The expected result is the full listing, retyped exactly, without a single picture.

» **SOURCE MATERIAL**
★ ★ ★ ★ ★ ★ ★

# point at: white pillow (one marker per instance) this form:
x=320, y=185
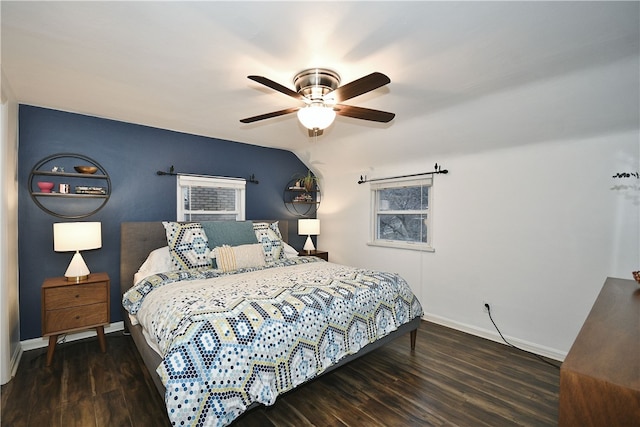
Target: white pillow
x=289, y=251
x=231, y=258
x=158, y=261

★ ★ ★ ★ ★ ★ ★

» **SOLUTION**
# point at: white pillow (one marker per instance) this form:
x=320, y=185
Target: white pillow
x=289, y=251
x=231, y=258
x=158, y=261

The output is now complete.